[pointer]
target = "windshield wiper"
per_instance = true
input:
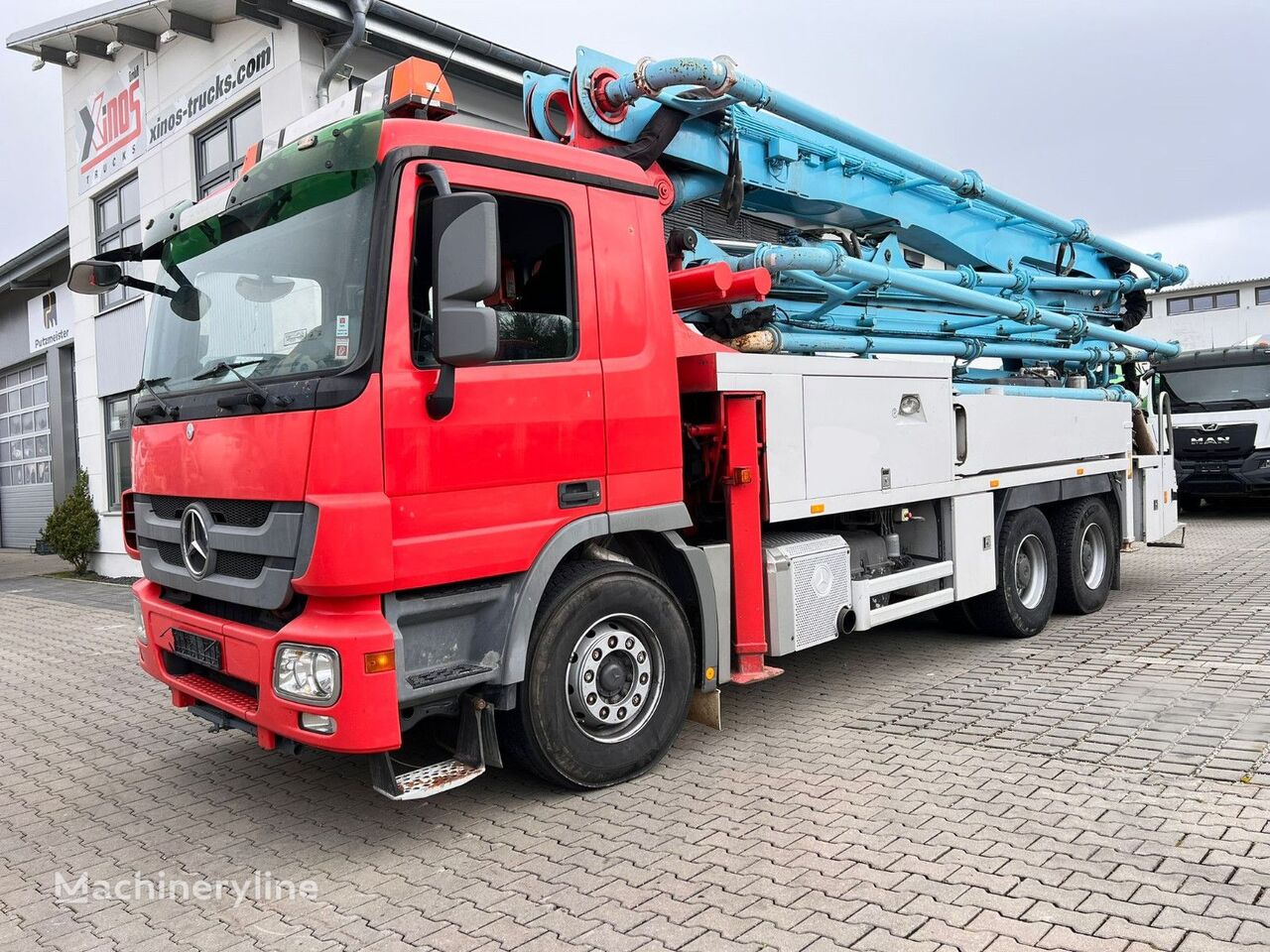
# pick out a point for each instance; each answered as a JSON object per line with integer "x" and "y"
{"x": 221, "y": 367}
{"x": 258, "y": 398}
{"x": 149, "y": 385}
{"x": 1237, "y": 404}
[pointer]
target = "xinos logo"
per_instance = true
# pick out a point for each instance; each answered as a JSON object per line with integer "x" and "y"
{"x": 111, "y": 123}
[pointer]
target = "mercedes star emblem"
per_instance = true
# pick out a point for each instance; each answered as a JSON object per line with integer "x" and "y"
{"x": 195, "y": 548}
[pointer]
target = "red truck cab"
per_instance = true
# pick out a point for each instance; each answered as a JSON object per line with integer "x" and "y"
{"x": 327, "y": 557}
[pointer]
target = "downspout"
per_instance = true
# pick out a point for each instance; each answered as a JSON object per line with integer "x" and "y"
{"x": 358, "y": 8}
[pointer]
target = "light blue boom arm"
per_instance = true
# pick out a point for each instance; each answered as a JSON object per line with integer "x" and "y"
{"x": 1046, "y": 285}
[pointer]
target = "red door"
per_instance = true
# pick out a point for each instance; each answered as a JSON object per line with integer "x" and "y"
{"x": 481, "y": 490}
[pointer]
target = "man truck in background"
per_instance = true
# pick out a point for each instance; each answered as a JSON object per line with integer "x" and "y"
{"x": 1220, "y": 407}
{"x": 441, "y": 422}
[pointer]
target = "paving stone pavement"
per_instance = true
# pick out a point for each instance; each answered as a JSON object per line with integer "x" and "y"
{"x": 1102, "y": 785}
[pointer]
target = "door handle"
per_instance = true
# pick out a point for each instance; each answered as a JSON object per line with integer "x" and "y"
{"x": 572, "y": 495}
━━━━━━━━━━━━━━━━━━━━
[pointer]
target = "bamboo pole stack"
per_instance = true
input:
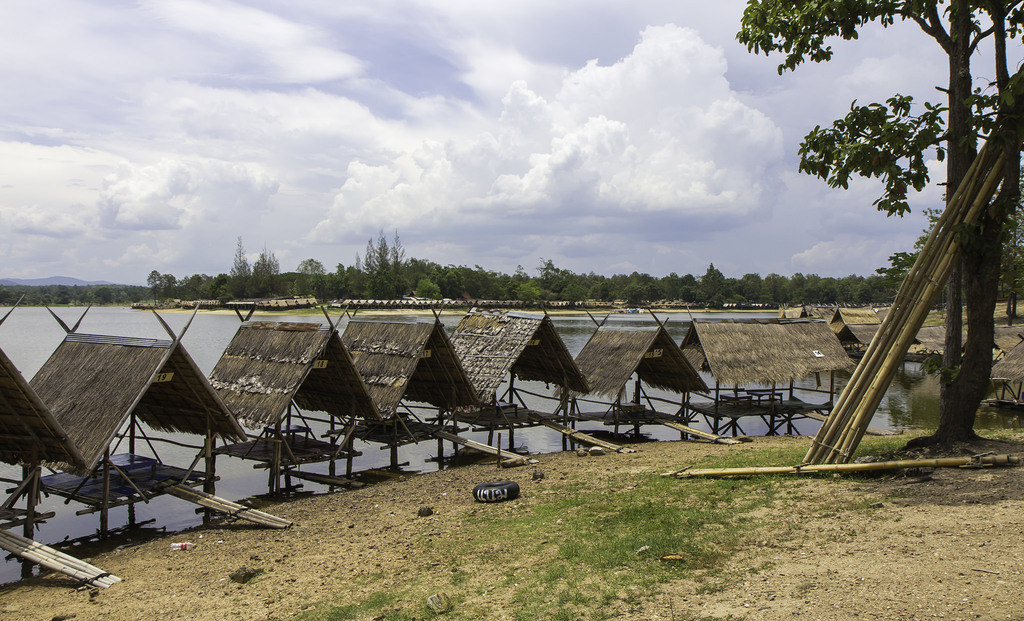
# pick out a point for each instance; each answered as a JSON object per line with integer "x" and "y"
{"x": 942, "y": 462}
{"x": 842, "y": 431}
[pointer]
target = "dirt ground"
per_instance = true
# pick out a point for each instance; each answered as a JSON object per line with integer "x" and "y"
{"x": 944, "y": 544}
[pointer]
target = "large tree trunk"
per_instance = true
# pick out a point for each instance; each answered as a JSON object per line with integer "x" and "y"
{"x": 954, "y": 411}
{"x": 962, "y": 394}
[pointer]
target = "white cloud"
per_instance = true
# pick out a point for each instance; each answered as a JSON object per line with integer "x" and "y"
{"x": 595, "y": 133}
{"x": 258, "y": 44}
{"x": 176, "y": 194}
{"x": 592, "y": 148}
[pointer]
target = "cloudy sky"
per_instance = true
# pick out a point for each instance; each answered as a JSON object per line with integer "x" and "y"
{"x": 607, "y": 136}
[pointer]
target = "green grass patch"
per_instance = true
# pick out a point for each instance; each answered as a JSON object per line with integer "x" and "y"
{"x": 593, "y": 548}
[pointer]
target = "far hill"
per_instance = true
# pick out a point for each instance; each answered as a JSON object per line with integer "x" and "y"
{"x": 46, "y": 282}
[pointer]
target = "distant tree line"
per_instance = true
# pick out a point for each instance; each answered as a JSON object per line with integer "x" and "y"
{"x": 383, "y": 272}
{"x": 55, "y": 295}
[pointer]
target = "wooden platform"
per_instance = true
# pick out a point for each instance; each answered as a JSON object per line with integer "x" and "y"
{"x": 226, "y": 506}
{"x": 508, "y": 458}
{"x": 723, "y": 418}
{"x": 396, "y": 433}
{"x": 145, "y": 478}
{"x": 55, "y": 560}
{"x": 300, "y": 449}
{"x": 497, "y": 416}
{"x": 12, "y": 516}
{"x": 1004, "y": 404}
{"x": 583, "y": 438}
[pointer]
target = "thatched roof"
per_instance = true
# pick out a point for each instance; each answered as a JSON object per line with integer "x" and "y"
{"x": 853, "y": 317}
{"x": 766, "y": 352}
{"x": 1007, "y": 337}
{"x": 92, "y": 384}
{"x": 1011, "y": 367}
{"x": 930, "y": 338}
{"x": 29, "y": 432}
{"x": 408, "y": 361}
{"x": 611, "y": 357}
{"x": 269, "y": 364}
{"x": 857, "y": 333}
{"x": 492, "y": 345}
━━━━━━━━━━━━━━━━━━━━
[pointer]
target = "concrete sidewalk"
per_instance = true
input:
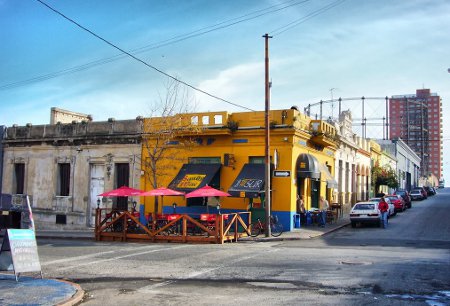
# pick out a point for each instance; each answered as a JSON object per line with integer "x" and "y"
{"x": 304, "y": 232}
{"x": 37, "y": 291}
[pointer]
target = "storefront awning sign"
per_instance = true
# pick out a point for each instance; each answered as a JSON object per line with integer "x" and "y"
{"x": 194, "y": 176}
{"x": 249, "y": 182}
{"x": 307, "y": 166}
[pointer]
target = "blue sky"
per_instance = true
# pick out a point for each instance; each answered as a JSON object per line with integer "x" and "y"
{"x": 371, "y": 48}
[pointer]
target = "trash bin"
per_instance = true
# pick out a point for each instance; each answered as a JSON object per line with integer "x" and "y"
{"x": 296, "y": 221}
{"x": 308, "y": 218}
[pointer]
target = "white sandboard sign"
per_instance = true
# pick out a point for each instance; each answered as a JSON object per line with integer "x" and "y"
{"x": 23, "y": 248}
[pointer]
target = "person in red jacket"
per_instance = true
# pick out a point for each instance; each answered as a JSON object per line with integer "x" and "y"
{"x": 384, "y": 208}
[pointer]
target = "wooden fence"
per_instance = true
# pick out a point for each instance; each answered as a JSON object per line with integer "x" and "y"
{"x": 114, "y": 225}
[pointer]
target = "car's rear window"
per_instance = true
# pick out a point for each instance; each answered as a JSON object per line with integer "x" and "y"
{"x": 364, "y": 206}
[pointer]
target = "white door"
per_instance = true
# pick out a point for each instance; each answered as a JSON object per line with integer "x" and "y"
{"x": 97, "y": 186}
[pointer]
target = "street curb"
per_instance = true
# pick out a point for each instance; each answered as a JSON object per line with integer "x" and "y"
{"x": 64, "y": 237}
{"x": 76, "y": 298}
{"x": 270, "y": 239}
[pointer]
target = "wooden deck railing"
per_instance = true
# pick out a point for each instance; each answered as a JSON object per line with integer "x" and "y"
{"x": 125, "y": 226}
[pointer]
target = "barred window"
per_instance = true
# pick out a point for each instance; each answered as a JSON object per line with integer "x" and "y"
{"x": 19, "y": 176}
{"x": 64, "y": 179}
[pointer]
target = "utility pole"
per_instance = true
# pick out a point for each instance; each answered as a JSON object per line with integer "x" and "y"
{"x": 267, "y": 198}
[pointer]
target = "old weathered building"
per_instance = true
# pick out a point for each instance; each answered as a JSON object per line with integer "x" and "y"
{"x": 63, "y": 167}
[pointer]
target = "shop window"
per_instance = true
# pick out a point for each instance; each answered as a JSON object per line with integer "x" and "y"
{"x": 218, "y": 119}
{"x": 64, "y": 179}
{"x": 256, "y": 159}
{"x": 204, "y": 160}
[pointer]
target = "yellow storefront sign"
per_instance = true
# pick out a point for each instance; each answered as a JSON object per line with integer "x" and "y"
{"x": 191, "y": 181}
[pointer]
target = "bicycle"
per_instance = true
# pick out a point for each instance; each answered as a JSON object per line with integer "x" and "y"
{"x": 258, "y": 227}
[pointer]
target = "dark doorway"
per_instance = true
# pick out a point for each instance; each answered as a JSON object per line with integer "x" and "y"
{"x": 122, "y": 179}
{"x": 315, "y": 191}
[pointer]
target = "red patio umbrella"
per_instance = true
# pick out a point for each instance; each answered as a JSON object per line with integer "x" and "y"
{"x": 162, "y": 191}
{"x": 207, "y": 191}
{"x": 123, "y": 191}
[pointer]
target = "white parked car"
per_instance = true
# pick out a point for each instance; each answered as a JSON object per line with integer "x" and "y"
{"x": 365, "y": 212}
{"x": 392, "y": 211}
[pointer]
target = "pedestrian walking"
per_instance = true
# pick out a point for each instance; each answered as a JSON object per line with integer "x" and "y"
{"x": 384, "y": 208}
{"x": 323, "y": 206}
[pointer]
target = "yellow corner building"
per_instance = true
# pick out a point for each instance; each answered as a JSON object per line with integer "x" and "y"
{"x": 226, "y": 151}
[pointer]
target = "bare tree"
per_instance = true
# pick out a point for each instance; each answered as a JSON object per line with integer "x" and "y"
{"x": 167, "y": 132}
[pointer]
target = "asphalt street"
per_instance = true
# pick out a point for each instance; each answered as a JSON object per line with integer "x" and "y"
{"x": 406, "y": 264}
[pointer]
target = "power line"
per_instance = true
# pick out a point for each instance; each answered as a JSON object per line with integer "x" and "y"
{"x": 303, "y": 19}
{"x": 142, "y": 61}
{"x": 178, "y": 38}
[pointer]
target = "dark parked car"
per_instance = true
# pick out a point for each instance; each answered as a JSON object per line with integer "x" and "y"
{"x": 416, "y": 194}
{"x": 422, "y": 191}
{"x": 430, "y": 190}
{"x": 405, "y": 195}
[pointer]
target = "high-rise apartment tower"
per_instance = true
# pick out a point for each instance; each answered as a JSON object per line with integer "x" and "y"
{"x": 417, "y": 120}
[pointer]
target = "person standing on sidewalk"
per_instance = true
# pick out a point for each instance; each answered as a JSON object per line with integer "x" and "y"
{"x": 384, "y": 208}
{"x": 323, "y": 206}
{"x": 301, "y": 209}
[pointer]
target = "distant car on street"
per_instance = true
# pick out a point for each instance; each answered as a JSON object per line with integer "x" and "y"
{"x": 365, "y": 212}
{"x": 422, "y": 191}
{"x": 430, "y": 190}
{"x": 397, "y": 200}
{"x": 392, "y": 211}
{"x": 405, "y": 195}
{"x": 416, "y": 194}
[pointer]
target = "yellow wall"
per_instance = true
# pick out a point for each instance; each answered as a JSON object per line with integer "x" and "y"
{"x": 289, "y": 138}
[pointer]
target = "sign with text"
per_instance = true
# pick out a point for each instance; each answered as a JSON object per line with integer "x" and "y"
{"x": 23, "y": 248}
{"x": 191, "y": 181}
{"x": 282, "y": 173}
━━━━━━━━━━━━━━━━━━━━
JOB:
Find every line in the records that contains the word "distant", and copy each of those lines.

WRITTEN SOLUTION:
target = "distant tree line"
target = "distant car on street"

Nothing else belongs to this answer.